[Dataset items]
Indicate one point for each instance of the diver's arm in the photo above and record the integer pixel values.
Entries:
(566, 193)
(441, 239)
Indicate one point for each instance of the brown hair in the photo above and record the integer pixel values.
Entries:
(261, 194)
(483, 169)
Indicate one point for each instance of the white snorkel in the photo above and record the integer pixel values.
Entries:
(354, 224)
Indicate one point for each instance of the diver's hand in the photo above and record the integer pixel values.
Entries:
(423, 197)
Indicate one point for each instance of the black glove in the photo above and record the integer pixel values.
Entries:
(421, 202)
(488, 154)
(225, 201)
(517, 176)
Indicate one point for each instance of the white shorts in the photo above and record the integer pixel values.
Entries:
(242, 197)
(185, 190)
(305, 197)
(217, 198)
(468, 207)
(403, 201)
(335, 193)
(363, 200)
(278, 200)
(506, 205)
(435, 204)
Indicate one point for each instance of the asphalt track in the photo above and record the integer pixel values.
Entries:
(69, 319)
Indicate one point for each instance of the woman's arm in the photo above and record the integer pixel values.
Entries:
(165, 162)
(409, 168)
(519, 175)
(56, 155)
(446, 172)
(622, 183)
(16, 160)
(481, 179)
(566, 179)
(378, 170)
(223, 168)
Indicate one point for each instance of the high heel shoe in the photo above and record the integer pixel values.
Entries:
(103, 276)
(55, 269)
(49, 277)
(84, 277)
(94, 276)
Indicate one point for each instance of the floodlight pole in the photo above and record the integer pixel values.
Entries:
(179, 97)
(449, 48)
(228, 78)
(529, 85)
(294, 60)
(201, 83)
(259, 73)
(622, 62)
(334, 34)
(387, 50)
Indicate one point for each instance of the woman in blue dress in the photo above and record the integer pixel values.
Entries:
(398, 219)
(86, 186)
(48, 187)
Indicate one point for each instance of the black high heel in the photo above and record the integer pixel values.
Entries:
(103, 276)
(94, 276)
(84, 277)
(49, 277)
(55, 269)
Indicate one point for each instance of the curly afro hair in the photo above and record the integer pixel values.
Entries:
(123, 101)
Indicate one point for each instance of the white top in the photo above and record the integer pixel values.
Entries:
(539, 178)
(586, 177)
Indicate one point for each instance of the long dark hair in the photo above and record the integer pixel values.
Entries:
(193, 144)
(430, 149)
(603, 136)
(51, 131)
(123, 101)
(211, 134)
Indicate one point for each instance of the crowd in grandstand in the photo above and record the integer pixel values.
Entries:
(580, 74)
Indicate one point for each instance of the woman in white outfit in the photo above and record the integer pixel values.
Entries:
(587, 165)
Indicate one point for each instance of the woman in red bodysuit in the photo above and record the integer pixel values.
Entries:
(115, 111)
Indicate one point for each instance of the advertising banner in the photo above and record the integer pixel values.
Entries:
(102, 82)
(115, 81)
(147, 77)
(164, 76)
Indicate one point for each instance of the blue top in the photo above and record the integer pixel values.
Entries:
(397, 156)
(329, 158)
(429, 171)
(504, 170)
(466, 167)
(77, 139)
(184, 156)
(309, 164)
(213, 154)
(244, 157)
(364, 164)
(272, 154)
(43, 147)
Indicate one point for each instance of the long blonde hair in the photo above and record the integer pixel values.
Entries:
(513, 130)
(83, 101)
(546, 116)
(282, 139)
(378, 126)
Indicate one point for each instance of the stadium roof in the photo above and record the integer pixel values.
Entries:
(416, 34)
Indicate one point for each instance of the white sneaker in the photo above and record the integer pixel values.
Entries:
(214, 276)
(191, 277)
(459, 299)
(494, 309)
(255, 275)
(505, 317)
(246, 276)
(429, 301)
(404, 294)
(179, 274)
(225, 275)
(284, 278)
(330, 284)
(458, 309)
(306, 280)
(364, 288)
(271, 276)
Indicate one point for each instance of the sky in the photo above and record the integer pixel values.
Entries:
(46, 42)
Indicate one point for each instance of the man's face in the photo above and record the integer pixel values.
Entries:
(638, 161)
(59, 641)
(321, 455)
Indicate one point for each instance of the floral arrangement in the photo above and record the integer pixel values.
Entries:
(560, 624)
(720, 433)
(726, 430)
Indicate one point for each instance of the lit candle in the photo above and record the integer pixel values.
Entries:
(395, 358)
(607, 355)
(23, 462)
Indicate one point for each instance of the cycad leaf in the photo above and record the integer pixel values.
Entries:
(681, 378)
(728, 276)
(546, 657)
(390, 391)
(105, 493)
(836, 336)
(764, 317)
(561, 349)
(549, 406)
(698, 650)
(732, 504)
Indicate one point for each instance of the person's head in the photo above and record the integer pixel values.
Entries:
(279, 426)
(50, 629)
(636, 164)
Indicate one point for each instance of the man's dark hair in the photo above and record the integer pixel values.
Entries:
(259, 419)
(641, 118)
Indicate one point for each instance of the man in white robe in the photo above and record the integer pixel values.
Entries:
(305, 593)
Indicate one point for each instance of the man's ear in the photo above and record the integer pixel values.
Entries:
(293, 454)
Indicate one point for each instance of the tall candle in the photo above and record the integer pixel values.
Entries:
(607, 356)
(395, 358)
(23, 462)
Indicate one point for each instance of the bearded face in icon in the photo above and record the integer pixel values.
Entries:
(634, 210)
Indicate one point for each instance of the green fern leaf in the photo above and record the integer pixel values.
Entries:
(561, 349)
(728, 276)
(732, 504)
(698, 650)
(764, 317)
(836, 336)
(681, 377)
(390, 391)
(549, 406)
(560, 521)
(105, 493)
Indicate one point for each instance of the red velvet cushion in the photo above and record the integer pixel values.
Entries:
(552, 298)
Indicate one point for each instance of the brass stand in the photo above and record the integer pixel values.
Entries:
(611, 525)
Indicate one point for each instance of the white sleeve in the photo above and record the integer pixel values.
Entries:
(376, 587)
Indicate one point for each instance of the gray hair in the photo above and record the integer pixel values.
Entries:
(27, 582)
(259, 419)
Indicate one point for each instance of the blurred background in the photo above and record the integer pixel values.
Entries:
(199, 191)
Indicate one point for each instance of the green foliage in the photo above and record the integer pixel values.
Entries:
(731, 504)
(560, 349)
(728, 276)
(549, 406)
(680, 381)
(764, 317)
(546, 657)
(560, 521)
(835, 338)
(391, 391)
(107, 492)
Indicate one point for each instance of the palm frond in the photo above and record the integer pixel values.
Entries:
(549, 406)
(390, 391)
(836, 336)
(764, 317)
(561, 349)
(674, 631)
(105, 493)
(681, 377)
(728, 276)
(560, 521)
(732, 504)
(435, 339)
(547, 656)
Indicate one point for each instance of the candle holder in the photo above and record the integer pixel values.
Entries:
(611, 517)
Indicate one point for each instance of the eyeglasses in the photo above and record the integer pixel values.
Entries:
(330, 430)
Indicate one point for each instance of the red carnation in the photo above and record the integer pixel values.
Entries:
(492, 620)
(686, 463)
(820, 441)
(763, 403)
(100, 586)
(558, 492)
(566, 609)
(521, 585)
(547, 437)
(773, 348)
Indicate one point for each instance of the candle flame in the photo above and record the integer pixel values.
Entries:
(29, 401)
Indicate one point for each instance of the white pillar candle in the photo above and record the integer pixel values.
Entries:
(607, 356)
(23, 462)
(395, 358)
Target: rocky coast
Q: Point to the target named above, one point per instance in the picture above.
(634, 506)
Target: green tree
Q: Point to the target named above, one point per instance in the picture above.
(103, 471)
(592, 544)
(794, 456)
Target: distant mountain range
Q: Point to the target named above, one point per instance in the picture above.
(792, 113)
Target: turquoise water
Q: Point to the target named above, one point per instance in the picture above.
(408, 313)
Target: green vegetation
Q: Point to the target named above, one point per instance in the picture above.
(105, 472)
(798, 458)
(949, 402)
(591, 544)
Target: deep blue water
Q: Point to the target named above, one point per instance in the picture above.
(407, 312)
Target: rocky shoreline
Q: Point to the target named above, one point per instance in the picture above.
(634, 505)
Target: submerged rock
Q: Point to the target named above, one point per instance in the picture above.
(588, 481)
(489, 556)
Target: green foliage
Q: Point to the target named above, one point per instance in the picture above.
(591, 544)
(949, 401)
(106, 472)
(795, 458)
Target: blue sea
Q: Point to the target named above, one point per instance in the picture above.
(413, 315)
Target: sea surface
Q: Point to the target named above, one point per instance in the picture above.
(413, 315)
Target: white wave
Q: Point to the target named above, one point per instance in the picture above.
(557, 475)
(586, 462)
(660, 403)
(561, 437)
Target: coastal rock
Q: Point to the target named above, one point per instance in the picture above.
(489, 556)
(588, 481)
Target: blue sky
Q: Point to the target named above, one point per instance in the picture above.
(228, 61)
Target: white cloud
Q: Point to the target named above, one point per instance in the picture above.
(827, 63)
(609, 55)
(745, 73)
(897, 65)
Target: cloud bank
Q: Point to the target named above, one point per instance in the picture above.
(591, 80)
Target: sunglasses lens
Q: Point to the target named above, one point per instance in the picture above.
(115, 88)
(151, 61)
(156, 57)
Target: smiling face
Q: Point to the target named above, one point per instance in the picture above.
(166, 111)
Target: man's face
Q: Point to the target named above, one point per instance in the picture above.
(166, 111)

- The problem: In how many lines of the records does the word "cloud" appear? Give the number alone.

- Answer box: 2